◆ SET EXERCISE:
Write out each line exactly as given. Leave the pictures out of your copy.

◆ GIVEN ENTRIES:
━━━━━━━━━━
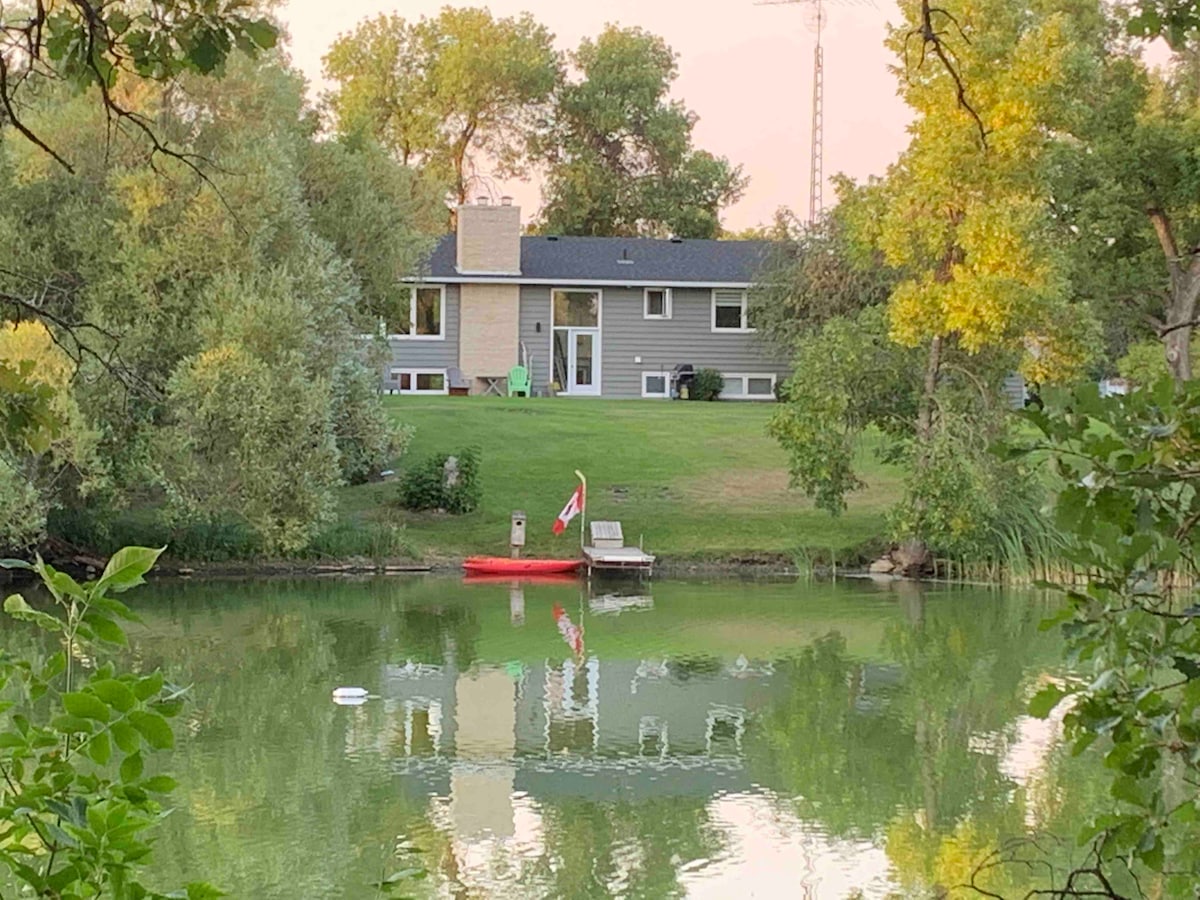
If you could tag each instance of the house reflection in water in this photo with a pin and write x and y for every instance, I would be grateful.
(589, 727)
(499, 753)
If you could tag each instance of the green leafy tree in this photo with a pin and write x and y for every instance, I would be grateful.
(445, 93)
(256, 259)
(619, 154)
(76, 803)
(963, 222)
(102, 45)
(815, 274)
(1129, 507)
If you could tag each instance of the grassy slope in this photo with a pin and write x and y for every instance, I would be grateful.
(696, 479)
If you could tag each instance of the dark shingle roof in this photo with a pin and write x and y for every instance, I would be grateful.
(547, 258)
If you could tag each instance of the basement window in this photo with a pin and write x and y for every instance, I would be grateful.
(417, 381)
(657, 384)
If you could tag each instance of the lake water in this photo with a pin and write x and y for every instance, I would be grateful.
(671, 739)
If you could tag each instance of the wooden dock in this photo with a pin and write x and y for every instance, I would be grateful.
(607, 551)
(618, 559)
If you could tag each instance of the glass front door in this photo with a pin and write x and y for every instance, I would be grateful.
(583, 359)
(576, 359)
(576, 341)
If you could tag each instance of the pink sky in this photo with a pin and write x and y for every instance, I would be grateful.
(745, 70)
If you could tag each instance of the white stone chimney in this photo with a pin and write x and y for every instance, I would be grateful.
(489, 240)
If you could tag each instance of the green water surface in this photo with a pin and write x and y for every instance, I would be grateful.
(695, 739)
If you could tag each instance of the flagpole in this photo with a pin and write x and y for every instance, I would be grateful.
(583, 510)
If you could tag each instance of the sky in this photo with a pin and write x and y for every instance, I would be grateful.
(744, 69)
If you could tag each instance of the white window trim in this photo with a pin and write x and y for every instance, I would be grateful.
(745, 315)
(412, 375)
(412, 316)
(599, 333)
(745, 384)
(666, 384)
(646, 304)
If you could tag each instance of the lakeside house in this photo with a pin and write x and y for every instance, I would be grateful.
(601, 317)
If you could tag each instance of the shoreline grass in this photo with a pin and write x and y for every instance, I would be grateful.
(693, 480)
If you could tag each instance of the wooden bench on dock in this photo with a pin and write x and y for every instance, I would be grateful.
(607, 551)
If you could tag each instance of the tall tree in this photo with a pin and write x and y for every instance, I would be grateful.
(619, 154)
(1134, 198)
(234, 306)
(84, 43)
(964, 222)
(445, 93)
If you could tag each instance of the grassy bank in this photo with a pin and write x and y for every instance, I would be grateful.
(696, 480)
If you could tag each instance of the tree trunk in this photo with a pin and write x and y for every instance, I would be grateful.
(1177, 343)
(1181, 307)
(925, 407)
(913, 553)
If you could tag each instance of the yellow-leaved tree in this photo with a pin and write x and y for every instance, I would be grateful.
(966, 213)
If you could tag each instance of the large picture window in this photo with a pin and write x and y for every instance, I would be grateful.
(731, 311)
(418, 313)
(576, 309)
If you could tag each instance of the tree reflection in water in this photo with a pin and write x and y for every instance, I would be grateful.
(815, 738)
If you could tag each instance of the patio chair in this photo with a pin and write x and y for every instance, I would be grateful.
(519, 381)
(456, 385)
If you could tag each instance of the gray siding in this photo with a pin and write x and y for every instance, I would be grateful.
(660, 343)
(664, 343)
(432, 354)
(534, 313)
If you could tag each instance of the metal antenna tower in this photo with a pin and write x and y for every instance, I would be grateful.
(816, 19)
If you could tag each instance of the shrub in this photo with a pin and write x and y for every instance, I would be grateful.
(372, 540)
(78, 807)
(707, 384)
(423, 486)
(367, 441)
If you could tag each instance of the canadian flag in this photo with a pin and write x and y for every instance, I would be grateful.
(574, 507)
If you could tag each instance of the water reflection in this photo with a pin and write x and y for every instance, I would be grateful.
(808, 741)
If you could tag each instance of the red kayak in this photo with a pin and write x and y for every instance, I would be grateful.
(503, 565)
(555, 580)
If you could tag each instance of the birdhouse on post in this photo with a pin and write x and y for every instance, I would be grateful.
(516, 535)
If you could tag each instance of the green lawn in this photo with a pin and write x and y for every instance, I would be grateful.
(691, 479)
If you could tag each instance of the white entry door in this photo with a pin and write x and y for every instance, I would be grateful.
(575, 348)
(585, 352)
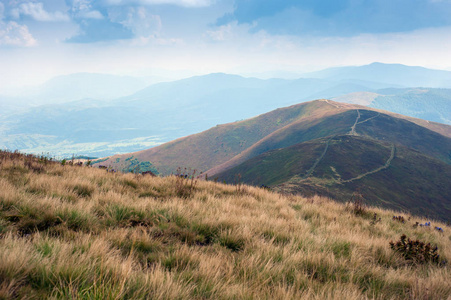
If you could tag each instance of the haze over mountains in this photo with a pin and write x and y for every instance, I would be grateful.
(97, 125)
(319, 147)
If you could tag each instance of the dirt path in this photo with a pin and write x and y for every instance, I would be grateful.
(310, 171)
(387, 164)
(378, 114)
(352, 132)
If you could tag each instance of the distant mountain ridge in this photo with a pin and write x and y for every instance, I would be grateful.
(165, 111)
(323, 147)
(407, 76)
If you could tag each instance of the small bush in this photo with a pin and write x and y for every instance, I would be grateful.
(83, 190)
(416, 251)
(185, 183)
(232, 242)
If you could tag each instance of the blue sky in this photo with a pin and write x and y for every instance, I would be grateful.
(44, 38)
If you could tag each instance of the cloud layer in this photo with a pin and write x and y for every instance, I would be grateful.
(339, 17)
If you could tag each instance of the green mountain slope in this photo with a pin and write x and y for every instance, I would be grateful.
(388, 175)
(225, 146)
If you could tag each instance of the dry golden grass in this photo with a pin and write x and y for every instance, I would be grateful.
(83, 233)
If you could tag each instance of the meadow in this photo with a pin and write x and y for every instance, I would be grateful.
(77, 232)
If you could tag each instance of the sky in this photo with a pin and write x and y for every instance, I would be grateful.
(40, 39)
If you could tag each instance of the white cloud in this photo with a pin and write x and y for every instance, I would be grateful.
(91, 14)
(223, 33)
(13, 34)
(138, 19)
(38, 13)
(186, 3)
(83, 9)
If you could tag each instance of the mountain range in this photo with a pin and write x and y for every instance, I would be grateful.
(166, 111)
(319, 147)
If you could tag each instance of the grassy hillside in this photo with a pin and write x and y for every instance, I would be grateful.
(388, 175)
(83, 233)
(224, 146)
━━━━━━━━━━
◆ THE RESULT:
If you could tag each instance of the house reflection in water in this photo with a pin and write x and y for every instance, I would be grateful.
(589, 727)
(499, 753)
If you could tag each instance of the green leafy tree in this photo with a pin and write x and y for every instance, I would be grateful.
(445, 93)
(256, 259)
(619, 154)
(76, 803)
(963, 222)
(102, 45)
(815, 274)
(1129, 507)
If you could tag each instance of the grassy slope in this photo with a pin and write x and y for every instance, I would be grateful.
(696, 479)
If you could tag each instance of the dark shingle roof in this photo with a pin and write x and y for every instance, I would be grateful.
(547, 258)
If you could tag each instance of the basement window in this photo with a pin and write x and y for every instance, I would be grateful.
(417, 381)
(657, 384)
If you could tag each instance of the lake water in this photo with a pin and write x and y for every instance, I would be grateful.
(671, 739)
If you could tag each instance of the wooden dock in this photo with a pin and write x and y for every instance, I would be grateful.
(607, 551)
(618, 559)
If you could tag each instance of the glass front door in this photo with a pin and write x and y for every instance, I would be grateful.
(583, 359)
(576, 359)
(576, 341)
If you could tag each instance of the pink sky in this photo with a pin and write x and y for every instance, I would be grateful.
(745, 70)
If you could tag each instance of the white stone chimney in this photo with a pin and write x and y for every instance, I would be grateful.
(489, 240)
If you could tag each instance of the green water surface in this photo with a pin and write x and y for every instance, I would be grateful.
(695, 739)
If you could tag each instance of the flagpole in this photo with a pin and write x and y for every instance, I would be grateful.
(583, 510)
If you could tag each instance of the sky in this photo with a pin and write x and y for every instance, I would be grateful.
(744, 69)
If you could tag each instance of the white window trim in this photo with a pin and write x and y for every instance, I would be grateful.
(745, 315)
(412, 375)
(412, 316)
(599, 333)
(745, 384)
(666, 384)
(646, 304)
If you could tag each instance of the lakeside house in this photo with a pin and write x and y for every instance, I would be grateful.
(601, 317)
If you could tag each instance of the shoreline grass in this photo with a pin and write x and y for every instance, I would be grateful.
(693, 480)
If you could tag each instance of the wooden bench on dock in this photo with a pin and write x and y for every instance, I would be grateful.
(607, 551)
If you could tag each instance of the tall tree in this photo with a pin and write x and y for every instance, I would be grateful.
(619, 154)
(1134, 198)
(234, 306)
(84, 43)
(964, 222)
(445, 93)
If you could tag each instance of the grassy bank in this photo with a pin and write x and y for every instance, I would be grateful.
(696, 480)
If you could tag each instance of the tree trunk in this photo with a pin and write x and y for every instance, I would be grateful.
(1177, 343)
(1181, 307)
(925, 407)
(913, 553)
If you could tag each instance of the yellow-leaved tree in this photo with a pin and write x and y for every instance, I would be grateful.
(966, 213)
If you could tag each instance of the large picture window in this photo with a pin and write x and y for every instance, I would be grateful.
(731, 311)
(418, 313)
(576, 309)
If you could tag each instance of the tree reflection in water in this photo with a pin and write x and y for every instance, I would be grateful.
(815, 738)
If you could tag each instance of the patio chair in this photo with a pin and write x and y for every instance, I would be grateful.
(519, 381)
(456, 385)
If you could tag each instance of the gray siding in this photo with a pin and write x and y for every instance, I would be grateful.
(660, 343)
(664, 343)
(432, 354)
(534, 313)
If you could tag each instance of the metal antenna tower in this photo with a pin and write x and y for every instance, I would be grateful.
(816, 19)
If you could tag each instance of the shrub in this photo with a pin and write x and y for every instance, I would be grateful.
(372, 540)
(78, 807)
(707, 384)
(423, 486)
(367, 441)
If you could tag each instance of the canadian flag in this photo with a pin and write x and y for every instance, I would be grateful.
(574, 507)
If you could tag each instance of the water reflection in this photo with a pin and write x and y for every instance, I would be grateful.
(808, 741)
If you could tag each instance of the red kayak in this photo with a pin and write x and y for every instance, I would be grateful.
(503, 565)
(555, 580)
If you could tag each instance of the birdhouse on post in this photo with a pin and write x and y for every instance, I would be grateful.
(516, 535)
If you could tag each instance of the green lawn in this photo with a pin and write x and y for every instance, I would be grateful.
(691, 479)
If you could tag each instance of the white entry door in this photo with a pin and write x and y for every instance, I would be grateful.
(575, 348)
(585, 352)
If you could tag each instance of the haze over mountains in this photo with a pin and write x and y for every instance, I would be grateful.
(97, 125)
(319, 147)
If you could tag each instance of the dirt path in this photo with a pin and write x and y for every instance, I would be grateful.
(310, 171)
(387, 164)
(378, 114)
(352, 132)
If you could tag each instance of the distant mountain ridge in this photo with a pin and write x and y for every instance, I would be grateful.
(165, 111)
(323, 147)
(407, 76)
If you could tag each instance of the small bush in this photo with a pin and write x and y for every instance, I would be grateful.
(83, 190)
(416, 251)
(185, 183)
(232, 242)
If you could tag each instance of the blue sky in this photo with a pin and write x and y for every instance, I would be grateful.
(44, 38)
If you could tag each instance of the cloud layer in this photo with a pin and write x and y for every instance, I would be grateful.
(339, 17)
If you could tag each instance of the green mountain slope in this photo with a pin and write x and y for every instance, I would be grateful.
(388, 175)
(225, 146)
If you could tag each instance of the dry golden grass in this photo with a pin and write x and y for every instance, I would be grateful.
(83, 233)
If you could tag each instance of the meadow in this photo with a pin and write x and y for every instance, I would be grateful.
(77, 232)
If you could tag each instance of the sky in this photo with a pin and write x and y for every instance, I would be grateful.
(40, 39)
If you could tag each instance of the white cloud in this photo with a pin and write x and y for every instance, I would be grateful.
(91, 14)
(223, 33)
(13, 34)
(138, 19)
(38, 13)
(186, 3)
(83, 9)
If you could tag each instance of the mountain range in this photo with a pin and write x and y for every instance, I would be grateful.
(166, 111)
(319, 147)
If you could tag each instance of the grassy hillside in this photo with a pin and write x and y for every instance, I would be grateful.
(388, 175)
(83, 233)
(224, 146)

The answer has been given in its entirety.